WHAT YOU ARE ASKED TO DO - In the records below, copy word for word every line from the one containing "point_to SHOULD place one pin on every instance of the tree" through the last line of the records.

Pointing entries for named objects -
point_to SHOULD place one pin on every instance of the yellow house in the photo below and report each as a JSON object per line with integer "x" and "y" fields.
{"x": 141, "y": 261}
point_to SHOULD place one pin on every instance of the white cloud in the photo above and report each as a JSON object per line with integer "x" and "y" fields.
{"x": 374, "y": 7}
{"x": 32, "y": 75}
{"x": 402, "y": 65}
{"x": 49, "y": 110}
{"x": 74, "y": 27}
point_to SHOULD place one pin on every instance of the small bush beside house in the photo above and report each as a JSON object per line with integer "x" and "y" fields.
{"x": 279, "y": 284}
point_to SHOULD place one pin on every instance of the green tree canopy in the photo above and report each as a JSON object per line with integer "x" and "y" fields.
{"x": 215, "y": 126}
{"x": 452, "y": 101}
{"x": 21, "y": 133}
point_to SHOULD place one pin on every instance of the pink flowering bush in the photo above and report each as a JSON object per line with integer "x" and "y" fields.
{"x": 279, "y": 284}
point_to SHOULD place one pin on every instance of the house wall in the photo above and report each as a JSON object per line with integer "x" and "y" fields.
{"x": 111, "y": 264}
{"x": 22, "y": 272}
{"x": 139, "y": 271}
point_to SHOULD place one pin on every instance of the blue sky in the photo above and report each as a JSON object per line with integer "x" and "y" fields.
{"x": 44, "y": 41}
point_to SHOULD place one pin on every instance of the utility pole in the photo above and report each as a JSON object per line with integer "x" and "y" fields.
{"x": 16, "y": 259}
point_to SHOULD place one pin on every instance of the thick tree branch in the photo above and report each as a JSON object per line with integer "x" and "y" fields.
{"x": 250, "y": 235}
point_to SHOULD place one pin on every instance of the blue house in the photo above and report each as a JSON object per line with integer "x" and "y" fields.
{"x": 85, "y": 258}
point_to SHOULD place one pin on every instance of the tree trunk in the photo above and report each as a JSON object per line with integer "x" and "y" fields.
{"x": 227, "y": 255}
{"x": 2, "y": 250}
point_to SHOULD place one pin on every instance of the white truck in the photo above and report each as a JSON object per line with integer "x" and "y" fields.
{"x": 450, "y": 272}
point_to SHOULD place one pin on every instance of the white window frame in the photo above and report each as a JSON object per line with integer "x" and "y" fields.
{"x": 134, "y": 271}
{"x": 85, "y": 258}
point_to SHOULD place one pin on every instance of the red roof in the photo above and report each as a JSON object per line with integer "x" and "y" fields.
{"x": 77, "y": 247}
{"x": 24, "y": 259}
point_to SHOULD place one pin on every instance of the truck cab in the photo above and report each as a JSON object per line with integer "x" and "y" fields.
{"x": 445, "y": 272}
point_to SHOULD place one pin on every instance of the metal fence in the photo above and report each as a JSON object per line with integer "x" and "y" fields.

FINISHED TASK -
point_to SHOULD place one pin on every instance of the tree trunk in the photo above and report each as a JSON object per line with integer "x" and "y" fields.
{"x": 227, "y": 255}
{"x": 2, "y": 250}
point_to SHOULD place one pin on every instance of the white truck in the photo above and report each as a JSON object per line with integer "x" and "y" fields.
{"x": 450, "y": 272}
point_to SHOULD place one pin on every instance of the white window frame in the photo above and report each as a JSON object per line with integer "x" and "y" fields.
{"x": 134, "y": 271}
{"x": 85, "y": 258}
point_to SHOULD place one pin on every instance of the red roof in the photo above and report each as a JSON object per line with integer "x" and "y" fields.
{"x": 77, "y": 247}
{"x": 24, "y": 259}
point_to SHOULD place one pin on every instance of the truck cab in the photo above and report each as a JSON object per line with integer "x" and "y" fields.
{"x": 445, "y": 272}
point_to SHOULD place one pin on every instance of the metal fence in the photo above and report each as a JSON object per line with integer "x" and "y" fields.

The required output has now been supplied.